Records provided.
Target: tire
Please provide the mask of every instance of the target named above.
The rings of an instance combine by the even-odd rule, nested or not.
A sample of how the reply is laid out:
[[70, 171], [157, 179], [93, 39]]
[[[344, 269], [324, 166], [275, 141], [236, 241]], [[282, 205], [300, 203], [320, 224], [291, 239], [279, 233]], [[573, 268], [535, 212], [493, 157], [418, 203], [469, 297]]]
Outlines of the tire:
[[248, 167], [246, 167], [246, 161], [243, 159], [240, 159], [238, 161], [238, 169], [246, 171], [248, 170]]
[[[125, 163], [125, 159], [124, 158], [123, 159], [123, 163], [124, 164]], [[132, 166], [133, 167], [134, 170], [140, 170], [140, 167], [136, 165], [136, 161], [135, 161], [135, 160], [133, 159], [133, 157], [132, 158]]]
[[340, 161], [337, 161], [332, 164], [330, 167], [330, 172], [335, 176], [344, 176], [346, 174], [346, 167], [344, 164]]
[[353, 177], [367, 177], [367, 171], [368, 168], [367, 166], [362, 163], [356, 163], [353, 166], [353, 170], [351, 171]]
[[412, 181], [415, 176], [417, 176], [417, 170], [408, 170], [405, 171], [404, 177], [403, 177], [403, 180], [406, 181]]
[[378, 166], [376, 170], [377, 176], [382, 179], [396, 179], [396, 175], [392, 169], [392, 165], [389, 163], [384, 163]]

Task goal.
Render the lines above as a Markdown table with the columns Row and Line. Number each line in order and skip any blank lines.

Output below.
| Row | Line |
|---|---|
| 1 | Target: tire |
| 2 | Please provide the mask of every instance of the target named above. |
| 3 | The rings of an instance combine by the even-odd rule, nested or not. |
| 4 | A sample of how the reply is laid out: |
| 5 | [[70, 171], [157, 179], [93, 39]] |
| 6 | [[[344, 269], [324, 166], [275, 141], [236, 241]], [[282, 205], [300, 203], [320, 224], [291, 239], [279, 233]], [[573, 268], [535, 212], [493, 157], [418, 203], [469, 297]]] |
| 7 | Outlines of the tire: |
| 8 | [[248, 167], [246, 167], [246, 161], [243, 159], [240, 159], [238, 161], [238, 169], [246, 171], [248, 170]] |
| 9 | [[[125, 163], [125, 159], [124, 158], [123, 159], [123, 163], [124, 164]], [[132, 166], [133, 167], [134, 170], [140, 170], [140, 167], [136, 165], [136, 161], [135, 161], [135, 160], [133, 159], [133, 157], [132, 158]]] |
| 10 | [[340, 161], [337, 161], [332, 164], [330, 167], [330, 172], [335, 176], [344, 176], [346, 174], [346, 167], [344, 164]] |
| 11 | [[353, 177], [367, 177], [367, 171], [368, 168], [367, 166], [362, 163], [356, 163], [353, 166], [353, 170], [351, 171]] |
| 12 | [[412, 181], [415, 176], [417, 176], [417, 170], [408, 170], [405, 171], [404, 177], [403, 177], [403, 180], [406, 181]] |
| 13 | [[378, 166], [376, 170], [377, 176], [382, 179], [396, 179], [396, 175], [392, 169], [392, 165], [389, 163], [384, 163]] |